(TASK) Collect every line in the records below that contains the string "white", treating uppercase and lowercase as distinct.

(Entries from a pointing dataset)
--*--

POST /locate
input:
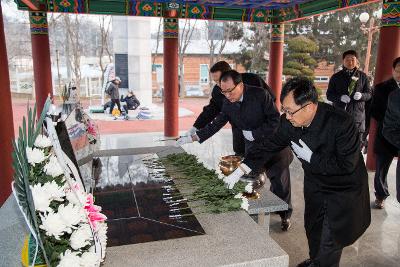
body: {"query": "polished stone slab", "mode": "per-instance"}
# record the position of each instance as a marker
(232, 239)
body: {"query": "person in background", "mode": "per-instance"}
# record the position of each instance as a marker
(252, 111)
(113, 92)
(336, 194)
(391, 122)
(349, 89)
(385, 151)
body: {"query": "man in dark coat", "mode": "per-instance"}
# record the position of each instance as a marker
(217, 98)
(252, 111)
(384, 150)
(336, 194)
(349, 89)
(391, 122)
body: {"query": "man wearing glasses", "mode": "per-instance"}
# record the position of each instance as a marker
(217, 98)
(252, 111)
(336, 194)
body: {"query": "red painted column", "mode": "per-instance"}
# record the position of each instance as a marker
(6, 118)
(388, 50)
(171, 104)
(41, 58)
(276, 61)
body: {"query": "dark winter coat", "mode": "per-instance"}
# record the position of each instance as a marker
(338, 86)
(336, 173)
(378, 109)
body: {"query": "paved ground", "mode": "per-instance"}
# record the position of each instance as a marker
(135, 126)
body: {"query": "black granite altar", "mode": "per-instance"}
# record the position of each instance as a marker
(133, 192)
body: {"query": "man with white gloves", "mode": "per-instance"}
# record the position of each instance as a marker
(336, 194)
(349, 89)
(252, 111)
(217, 98)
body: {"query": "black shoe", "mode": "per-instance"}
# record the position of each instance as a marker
(306, 263)
(285, 224)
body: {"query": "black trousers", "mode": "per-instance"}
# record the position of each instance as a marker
(324, 251)
(383, 162)
(113, 102)
(277, 171)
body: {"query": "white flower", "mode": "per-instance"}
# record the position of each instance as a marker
(90, 259)
(245, 204)
(102, 235)
(71, 215)
(53, 168)
(75, 195)
(41, 199)
(42, 141)
(53, 225)
(81, 237)
(34, 155)
(249, 188)
(238, 195)
(69, 259)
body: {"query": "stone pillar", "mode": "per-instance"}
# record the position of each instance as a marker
(276, 61)
(388, 50)
(171, 98)
(6, 118)
(41, 58)
(132, 49)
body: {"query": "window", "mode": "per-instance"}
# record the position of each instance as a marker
(203, 73)
(154, 67)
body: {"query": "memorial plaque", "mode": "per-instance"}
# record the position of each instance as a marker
(121, 70)
(132, 192)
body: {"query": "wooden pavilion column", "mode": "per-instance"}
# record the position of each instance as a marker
(41, 58)
(171, 104)
(6, 118)
(276, 61)
(388, 50)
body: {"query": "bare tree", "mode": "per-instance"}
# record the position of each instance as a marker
(185, 36)
(103, 48)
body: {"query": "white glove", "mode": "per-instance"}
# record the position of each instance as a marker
(191, 131)
(184, 140)
(345, 99)
(248, 135)
(357, 96)
(303, 151)
(234, 177)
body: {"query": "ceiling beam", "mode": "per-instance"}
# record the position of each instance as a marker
(31, 5)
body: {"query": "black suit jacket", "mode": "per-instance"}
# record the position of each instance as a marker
(336, 174)
(391, 123)
(378, 109)
(257, 113)
(338, 86)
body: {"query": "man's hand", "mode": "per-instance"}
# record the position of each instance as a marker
(184, 140)
(303, 151)
(357, 96)
(345, 99)
(191, 131)
(234, 177)
(248, 135)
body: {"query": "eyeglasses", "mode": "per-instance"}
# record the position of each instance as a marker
(291, 113)
(230, 90)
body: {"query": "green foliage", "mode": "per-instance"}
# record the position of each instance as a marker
(22, 172)
(203, 184)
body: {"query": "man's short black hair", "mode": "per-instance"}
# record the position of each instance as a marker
(303, 90)
(350, 52)
(221, 66)
(396, 62)
(231, 74)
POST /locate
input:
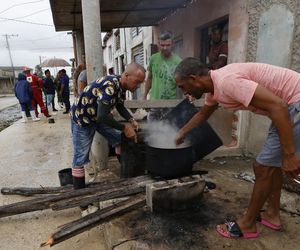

--*--

(EXERCISE ANSWER)
body: {"query": "man with white gloves", "mode": "per-instance"}
body: {"query": "white flower", "mode": "per-instance"}
body: {"query": "white glove", "mode": "per-instance"}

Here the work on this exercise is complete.